Data provided section start

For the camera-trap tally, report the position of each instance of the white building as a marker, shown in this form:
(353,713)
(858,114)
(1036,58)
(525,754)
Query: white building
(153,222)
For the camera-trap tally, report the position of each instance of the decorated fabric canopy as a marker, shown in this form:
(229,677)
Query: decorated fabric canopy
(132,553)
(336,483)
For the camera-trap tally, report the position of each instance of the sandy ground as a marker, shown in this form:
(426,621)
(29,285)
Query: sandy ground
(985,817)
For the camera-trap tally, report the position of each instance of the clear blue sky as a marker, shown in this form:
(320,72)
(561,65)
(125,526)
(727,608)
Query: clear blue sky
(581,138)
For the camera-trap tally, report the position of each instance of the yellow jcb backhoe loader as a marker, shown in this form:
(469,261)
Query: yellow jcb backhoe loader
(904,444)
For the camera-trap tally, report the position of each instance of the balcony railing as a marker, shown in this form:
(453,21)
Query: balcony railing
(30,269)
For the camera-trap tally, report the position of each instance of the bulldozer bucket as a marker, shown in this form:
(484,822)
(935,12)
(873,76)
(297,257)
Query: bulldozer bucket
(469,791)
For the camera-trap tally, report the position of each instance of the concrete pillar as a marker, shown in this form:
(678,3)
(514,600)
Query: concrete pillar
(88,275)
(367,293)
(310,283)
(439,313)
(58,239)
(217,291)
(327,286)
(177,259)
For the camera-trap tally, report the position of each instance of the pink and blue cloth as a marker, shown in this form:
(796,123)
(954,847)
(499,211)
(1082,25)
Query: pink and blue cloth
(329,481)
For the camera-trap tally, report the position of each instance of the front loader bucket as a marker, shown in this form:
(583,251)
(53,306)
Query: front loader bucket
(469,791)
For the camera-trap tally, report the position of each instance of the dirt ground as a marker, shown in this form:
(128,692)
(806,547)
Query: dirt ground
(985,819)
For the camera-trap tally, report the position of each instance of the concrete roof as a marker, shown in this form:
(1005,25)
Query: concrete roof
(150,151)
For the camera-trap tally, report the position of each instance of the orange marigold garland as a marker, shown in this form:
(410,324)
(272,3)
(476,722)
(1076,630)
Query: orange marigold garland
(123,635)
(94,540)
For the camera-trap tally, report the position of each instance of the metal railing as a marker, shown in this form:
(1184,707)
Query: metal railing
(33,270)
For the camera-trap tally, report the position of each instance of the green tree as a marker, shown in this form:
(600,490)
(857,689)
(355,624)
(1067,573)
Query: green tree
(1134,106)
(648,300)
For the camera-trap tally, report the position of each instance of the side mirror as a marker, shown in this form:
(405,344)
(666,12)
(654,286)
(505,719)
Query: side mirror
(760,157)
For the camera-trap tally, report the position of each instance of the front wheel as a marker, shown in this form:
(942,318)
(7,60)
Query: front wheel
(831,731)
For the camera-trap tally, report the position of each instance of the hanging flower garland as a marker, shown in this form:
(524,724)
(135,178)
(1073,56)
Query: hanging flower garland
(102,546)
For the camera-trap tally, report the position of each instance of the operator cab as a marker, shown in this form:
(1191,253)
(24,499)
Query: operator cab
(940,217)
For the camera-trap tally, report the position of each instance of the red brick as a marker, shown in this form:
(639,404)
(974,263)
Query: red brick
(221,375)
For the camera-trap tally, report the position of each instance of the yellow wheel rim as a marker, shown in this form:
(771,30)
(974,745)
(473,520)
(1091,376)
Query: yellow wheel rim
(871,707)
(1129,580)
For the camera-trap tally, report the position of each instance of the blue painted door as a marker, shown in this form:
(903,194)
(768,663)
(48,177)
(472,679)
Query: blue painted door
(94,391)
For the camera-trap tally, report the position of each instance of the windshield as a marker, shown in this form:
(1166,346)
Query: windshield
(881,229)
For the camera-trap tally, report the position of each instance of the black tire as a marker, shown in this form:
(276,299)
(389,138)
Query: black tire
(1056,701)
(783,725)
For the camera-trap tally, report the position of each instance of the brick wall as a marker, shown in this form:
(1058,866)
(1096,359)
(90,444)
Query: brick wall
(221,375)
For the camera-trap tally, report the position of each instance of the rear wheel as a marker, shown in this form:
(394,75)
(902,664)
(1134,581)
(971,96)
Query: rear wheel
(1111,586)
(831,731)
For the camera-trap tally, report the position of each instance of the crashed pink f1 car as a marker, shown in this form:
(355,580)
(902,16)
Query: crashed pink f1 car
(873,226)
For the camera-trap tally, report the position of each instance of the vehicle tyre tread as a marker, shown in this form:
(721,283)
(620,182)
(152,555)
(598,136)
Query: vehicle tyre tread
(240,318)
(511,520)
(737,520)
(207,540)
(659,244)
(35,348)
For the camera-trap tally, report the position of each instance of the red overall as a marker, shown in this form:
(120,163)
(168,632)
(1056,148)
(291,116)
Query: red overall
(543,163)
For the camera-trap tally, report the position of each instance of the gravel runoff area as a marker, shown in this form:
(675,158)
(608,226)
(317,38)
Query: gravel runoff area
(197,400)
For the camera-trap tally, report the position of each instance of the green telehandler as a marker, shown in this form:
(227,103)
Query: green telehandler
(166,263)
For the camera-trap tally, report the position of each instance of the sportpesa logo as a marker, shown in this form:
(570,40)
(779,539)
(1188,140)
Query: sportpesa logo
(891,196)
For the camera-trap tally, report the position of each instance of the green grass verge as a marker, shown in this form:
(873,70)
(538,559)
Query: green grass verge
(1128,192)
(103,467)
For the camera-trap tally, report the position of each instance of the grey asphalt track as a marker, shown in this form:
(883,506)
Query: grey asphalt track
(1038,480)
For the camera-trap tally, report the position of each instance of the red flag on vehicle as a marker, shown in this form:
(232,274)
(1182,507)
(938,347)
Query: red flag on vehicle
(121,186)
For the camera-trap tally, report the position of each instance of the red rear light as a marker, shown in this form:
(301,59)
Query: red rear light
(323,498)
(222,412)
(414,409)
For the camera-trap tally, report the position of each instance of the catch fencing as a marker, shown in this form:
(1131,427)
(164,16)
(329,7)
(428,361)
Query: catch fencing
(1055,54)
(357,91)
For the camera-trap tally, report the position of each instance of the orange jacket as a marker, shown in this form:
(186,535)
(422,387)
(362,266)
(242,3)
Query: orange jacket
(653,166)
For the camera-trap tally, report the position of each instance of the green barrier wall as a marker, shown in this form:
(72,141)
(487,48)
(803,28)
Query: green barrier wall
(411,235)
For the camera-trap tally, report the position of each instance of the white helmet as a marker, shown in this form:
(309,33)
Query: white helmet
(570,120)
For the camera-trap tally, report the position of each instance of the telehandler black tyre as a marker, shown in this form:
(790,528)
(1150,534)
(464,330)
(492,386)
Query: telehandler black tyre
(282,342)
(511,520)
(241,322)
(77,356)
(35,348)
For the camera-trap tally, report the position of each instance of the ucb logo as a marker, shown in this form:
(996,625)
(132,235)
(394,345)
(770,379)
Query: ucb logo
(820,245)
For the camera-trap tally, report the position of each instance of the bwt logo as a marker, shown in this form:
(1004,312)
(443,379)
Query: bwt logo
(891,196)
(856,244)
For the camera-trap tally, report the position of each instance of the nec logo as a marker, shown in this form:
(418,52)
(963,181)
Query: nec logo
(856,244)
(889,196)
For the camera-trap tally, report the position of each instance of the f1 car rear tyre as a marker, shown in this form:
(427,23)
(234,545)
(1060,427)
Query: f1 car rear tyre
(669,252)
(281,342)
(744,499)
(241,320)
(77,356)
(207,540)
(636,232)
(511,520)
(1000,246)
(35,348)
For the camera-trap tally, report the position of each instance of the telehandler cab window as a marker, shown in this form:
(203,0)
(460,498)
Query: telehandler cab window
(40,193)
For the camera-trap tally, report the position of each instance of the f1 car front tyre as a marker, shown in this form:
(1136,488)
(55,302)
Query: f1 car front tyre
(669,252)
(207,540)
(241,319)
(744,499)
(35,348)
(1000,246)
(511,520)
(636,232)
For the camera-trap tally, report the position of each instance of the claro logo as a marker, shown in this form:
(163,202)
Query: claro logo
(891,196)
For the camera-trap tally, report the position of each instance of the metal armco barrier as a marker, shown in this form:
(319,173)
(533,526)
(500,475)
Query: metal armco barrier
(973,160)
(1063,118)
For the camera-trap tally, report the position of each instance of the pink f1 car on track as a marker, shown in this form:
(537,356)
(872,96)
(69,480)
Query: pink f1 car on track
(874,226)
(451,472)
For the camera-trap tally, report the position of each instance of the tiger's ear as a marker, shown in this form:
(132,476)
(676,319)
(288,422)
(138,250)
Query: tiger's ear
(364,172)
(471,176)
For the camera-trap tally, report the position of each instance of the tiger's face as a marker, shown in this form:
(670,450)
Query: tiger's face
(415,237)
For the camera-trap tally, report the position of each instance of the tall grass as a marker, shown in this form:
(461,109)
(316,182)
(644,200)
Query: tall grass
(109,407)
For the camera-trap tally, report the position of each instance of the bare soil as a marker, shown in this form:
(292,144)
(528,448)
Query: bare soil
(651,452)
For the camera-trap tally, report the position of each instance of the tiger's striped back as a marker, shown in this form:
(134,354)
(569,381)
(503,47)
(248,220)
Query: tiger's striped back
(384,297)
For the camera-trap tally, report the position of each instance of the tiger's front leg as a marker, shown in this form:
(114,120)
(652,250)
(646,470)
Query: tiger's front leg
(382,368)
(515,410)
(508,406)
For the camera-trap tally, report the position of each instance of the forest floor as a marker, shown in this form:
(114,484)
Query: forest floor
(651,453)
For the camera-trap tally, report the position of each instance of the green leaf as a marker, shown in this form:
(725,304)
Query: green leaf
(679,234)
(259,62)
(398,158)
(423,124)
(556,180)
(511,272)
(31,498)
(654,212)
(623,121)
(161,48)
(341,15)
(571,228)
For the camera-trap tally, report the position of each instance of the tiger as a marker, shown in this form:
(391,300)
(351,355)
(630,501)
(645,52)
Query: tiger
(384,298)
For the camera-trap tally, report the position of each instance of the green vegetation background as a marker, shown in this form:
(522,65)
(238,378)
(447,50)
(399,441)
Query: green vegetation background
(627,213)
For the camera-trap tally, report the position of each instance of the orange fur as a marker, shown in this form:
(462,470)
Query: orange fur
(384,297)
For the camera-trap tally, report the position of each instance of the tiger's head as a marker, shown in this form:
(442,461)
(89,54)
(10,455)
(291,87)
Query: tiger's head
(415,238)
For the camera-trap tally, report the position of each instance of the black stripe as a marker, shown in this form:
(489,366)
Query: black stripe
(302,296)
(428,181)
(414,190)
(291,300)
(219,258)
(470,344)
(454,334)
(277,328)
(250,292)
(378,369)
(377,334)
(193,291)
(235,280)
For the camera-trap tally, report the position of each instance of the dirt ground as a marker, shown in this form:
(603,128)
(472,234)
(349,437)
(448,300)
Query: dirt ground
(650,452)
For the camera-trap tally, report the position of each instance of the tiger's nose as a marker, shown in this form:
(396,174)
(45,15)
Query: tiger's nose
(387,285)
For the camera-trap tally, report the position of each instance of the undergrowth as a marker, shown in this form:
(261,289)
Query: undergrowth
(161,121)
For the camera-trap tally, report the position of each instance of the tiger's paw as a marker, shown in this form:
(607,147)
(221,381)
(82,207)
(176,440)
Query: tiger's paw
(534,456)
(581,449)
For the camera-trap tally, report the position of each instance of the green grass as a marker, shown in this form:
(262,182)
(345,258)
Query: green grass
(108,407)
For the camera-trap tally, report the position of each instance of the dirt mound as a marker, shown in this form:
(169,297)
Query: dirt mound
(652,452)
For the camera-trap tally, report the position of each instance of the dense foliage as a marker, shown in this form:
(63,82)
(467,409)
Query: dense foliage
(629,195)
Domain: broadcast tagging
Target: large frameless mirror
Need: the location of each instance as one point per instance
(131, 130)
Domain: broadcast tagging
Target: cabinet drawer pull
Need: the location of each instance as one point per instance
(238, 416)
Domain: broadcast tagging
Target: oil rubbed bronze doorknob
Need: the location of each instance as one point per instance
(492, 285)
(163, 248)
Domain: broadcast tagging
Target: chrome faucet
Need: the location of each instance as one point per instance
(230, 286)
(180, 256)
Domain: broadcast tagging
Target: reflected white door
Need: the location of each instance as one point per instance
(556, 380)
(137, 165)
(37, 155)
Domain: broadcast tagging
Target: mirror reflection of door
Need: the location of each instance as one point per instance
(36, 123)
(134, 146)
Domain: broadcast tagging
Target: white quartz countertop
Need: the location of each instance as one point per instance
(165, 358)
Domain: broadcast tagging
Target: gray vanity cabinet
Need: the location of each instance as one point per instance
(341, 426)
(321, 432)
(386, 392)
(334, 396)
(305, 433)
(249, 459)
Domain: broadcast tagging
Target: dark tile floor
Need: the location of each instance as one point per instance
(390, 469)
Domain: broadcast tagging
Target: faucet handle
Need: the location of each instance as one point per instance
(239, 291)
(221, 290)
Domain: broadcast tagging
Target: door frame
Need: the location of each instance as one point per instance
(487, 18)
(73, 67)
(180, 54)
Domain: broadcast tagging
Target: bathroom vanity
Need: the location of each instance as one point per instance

Data provided section end

• [What is being asked] Go through the records above, find every line with the word "cabinet", and list those lines.

• [Result]
Target: cabinet drawer pull
Target: gray vanity cabinet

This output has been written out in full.